Required action =
Lines with "tree" in them are to be located in the listing below and copied.

··········

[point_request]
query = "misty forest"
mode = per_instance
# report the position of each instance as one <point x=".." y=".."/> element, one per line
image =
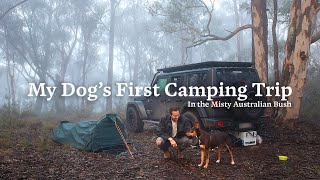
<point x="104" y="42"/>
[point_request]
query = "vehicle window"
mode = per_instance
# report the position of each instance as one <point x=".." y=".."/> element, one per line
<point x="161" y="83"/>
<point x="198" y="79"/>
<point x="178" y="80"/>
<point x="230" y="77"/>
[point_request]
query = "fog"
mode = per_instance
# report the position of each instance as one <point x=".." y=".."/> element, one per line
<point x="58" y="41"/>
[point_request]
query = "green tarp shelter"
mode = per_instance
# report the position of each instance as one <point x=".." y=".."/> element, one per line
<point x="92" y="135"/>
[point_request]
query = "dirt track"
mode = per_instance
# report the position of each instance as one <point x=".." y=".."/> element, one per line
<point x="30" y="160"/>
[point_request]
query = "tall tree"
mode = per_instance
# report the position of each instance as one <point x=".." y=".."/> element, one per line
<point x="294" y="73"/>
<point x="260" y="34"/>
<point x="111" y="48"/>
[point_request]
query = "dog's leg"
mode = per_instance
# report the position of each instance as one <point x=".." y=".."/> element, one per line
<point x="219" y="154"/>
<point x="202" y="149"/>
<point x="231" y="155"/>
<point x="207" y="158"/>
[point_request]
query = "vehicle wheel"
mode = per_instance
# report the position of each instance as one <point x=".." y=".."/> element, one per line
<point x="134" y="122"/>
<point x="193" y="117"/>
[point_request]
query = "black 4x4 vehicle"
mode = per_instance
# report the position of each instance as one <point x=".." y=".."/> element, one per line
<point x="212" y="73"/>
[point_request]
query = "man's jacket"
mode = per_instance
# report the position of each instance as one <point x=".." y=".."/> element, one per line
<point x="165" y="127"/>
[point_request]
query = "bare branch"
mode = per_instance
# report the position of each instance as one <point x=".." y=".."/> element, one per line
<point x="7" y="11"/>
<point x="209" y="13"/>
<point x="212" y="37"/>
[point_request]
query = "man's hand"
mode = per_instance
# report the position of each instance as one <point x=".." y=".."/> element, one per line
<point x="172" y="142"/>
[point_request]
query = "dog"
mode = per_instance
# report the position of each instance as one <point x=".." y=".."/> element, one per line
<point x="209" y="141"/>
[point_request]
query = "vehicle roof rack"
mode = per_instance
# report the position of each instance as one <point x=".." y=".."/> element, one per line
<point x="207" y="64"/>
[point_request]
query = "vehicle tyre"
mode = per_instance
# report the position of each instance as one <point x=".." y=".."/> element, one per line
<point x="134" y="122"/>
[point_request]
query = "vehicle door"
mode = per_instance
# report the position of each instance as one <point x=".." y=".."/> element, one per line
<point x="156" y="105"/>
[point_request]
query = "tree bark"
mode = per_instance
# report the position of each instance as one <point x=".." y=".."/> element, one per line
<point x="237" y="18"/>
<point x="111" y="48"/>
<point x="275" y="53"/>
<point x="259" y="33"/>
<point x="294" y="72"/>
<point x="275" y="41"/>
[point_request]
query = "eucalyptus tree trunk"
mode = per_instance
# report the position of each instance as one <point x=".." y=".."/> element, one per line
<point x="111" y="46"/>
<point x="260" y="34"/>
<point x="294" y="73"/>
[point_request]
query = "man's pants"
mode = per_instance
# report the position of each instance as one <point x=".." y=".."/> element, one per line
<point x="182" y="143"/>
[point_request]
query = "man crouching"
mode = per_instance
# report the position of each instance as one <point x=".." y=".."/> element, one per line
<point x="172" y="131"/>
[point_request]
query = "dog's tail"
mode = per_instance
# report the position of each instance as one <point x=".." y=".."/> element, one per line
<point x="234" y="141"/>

··········

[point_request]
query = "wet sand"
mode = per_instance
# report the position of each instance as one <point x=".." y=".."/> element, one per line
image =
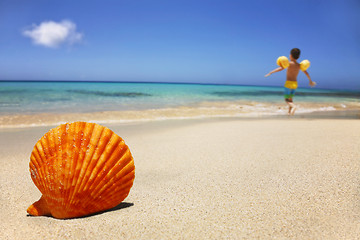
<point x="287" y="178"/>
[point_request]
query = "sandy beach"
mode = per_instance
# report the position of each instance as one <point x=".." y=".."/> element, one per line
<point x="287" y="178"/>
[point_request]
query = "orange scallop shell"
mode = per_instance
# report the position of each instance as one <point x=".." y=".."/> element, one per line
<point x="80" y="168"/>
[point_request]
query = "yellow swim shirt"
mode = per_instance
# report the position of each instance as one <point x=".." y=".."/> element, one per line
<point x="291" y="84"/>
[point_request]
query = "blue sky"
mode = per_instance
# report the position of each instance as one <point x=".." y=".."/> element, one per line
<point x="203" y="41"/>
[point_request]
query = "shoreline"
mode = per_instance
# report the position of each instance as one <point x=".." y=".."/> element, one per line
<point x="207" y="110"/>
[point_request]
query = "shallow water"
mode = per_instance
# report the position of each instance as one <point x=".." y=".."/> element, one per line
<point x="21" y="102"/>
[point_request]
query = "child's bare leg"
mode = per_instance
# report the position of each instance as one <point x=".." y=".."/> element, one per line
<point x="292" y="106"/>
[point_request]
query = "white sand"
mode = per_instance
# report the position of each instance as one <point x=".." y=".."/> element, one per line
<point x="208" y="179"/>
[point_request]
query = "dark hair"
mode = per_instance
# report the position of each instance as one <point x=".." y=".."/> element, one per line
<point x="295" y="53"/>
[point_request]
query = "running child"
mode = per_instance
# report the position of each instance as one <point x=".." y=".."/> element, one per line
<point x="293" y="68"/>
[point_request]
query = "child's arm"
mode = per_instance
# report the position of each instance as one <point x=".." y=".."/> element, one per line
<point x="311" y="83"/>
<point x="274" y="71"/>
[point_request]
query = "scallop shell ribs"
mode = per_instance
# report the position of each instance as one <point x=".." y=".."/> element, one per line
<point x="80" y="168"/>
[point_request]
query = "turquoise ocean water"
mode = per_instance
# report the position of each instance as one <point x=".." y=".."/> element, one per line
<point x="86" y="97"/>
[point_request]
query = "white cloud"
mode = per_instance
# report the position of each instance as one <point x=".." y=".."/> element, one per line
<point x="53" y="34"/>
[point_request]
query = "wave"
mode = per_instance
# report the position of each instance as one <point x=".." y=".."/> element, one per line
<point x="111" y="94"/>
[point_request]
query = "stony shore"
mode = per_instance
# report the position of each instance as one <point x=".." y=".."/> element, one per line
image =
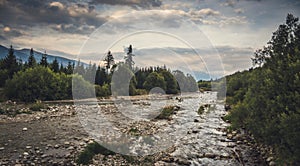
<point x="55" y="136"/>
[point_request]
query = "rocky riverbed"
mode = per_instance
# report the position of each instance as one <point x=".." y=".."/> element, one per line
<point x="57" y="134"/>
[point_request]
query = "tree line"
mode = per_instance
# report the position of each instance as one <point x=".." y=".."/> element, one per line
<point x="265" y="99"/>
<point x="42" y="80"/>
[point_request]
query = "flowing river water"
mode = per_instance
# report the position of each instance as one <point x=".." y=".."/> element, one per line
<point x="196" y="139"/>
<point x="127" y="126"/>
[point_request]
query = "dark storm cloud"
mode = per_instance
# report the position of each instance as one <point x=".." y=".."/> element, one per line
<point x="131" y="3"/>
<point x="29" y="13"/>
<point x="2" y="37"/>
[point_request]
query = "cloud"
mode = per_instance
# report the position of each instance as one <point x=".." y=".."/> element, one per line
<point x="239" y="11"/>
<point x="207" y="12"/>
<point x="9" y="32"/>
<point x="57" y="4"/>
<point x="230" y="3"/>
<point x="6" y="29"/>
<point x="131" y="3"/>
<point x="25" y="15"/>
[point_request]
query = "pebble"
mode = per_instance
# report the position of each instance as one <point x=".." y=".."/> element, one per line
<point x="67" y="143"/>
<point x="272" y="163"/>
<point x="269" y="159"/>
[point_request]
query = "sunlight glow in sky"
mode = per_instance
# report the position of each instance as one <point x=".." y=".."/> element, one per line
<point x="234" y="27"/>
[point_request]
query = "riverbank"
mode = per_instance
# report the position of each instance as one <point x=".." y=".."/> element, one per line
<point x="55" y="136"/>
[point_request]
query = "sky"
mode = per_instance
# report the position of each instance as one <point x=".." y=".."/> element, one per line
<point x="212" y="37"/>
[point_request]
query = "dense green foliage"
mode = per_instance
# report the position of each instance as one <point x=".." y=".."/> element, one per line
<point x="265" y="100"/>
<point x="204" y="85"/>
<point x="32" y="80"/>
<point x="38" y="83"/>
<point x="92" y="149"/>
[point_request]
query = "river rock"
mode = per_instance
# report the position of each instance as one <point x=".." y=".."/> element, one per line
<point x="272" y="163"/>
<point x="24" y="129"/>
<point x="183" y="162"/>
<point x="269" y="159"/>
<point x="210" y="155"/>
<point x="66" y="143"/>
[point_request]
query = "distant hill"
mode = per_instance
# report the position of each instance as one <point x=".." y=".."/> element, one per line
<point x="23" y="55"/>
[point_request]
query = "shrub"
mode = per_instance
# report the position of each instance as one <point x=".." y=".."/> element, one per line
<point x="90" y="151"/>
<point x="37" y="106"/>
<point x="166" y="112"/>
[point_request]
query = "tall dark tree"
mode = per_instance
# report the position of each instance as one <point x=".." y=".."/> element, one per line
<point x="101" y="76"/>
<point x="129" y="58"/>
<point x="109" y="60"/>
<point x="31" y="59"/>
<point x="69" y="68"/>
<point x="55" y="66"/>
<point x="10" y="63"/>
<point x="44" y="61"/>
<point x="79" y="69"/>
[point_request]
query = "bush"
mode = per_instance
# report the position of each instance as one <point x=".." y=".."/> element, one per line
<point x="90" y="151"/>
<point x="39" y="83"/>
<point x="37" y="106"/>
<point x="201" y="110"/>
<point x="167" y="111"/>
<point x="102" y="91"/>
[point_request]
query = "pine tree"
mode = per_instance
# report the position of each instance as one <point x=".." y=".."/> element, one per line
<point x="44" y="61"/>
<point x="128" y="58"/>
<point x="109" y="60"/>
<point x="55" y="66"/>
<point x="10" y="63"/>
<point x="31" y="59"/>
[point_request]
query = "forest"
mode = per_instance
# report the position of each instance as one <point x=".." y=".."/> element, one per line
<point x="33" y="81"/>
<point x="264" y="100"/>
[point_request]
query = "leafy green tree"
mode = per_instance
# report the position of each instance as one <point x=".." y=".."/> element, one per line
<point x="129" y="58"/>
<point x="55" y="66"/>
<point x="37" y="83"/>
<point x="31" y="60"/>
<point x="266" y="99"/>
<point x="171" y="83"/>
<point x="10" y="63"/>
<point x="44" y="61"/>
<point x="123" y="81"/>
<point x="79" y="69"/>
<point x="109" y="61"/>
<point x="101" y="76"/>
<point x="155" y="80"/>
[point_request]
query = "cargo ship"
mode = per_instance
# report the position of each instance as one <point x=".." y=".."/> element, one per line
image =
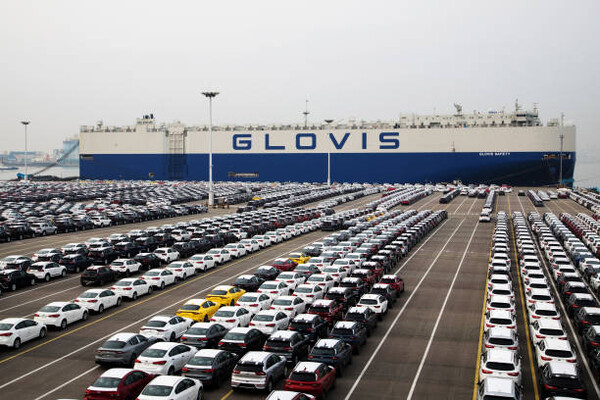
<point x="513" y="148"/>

··········

Result for this task =
query = "tall tree"
query = "tree bark"
query = "eucalyptus tree trunk"
query = "tree line"
query = "tall dark tree"
query = "pine tree"
query = "leafy green tree"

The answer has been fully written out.